_BRIEF:_
Throughout the records below, find each line holding "bare" and copy it.

_DATA IN THIS EXERCISE:_
● ● ● ●

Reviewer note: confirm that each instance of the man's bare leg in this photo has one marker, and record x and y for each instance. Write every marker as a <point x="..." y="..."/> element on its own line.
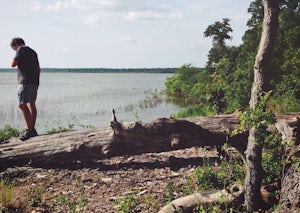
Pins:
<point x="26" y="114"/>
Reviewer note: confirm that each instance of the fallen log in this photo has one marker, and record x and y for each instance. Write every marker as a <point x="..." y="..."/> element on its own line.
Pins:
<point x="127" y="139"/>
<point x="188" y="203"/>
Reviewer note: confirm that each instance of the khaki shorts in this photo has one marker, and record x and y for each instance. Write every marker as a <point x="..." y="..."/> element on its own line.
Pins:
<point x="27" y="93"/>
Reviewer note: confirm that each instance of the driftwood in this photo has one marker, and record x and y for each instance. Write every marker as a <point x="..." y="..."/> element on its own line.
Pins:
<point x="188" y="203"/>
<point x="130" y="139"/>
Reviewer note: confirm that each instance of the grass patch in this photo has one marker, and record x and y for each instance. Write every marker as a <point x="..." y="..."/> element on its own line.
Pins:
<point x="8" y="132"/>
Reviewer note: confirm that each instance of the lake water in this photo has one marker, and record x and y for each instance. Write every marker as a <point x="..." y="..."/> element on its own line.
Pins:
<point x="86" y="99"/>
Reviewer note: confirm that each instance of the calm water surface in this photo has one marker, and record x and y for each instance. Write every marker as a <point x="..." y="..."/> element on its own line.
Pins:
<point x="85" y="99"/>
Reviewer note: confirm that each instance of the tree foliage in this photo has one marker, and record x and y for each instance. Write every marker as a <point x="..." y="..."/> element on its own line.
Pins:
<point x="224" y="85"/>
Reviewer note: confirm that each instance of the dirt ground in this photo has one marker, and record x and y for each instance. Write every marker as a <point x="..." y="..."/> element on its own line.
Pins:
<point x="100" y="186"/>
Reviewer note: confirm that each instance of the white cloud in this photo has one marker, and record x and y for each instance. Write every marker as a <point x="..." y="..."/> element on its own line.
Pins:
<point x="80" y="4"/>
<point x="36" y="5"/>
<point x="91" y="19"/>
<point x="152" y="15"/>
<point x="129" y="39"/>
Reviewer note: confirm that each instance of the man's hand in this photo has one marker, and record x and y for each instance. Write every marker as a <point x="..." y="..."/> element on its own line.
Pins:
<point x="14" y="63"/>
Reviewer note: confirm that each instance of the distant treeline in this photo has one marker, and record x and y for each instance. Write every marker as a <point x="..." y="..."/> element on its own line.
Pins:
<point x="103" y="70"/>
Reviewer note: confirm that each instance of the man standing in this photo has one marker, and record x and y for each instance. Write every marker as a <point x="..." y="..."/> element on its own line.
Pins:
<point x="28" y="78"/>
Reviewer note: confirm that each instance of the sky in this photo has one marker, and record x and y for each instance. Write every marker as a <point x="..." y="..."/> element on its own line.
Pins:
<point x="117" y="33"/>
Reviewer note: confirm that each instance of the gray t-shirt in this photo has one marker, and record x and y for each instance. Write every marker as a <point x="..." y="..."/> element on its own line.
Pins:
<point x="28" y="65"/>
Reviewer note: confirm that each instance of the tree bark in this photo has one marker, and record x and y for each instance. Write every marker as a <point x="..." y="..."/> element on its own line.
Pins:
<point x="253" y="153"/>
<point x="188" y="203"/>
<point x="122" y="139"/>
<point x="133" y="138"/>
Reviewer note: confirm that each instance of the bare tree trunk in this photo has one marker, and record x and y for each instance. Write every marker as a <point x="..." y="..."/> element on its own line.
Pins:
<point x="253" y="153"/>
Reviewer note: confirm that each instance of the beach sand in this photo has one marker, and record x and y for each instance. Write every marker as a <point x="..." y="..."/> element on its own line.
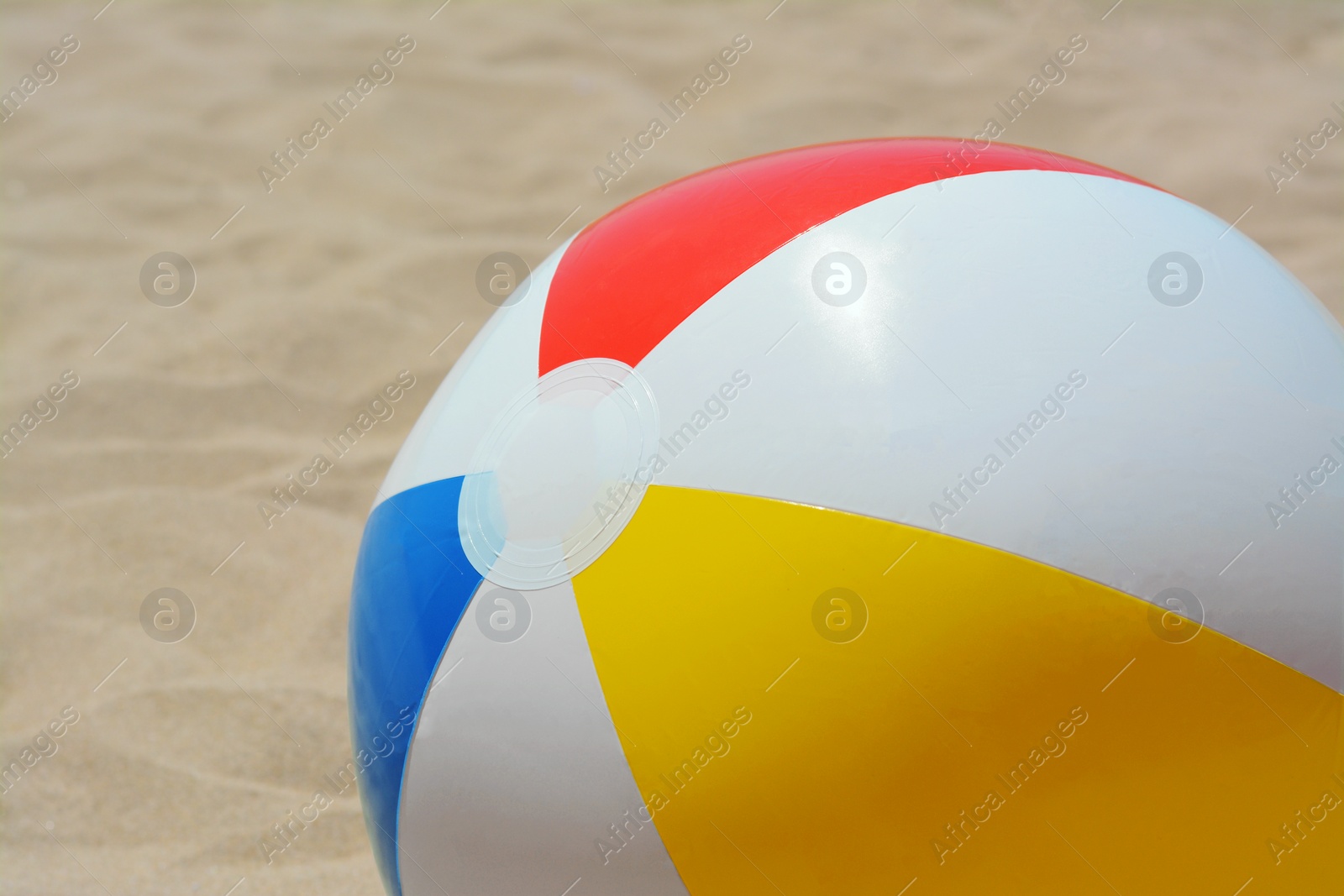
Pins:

● ● ● ●

_EXPECTED ANSWER:_
Reviewer note: confirm that each instance of the man's bare leg in this photo has one marker, and record x and y for each instance. Write every marker as a <point x="..." y="..."/> element on its own line.
Reviewer note: confirm that each instance of the bare tree trunk in this photo has one marker, and record x and y for each instance. Write every marker as a <point x="..." y="..."/> element on its own line.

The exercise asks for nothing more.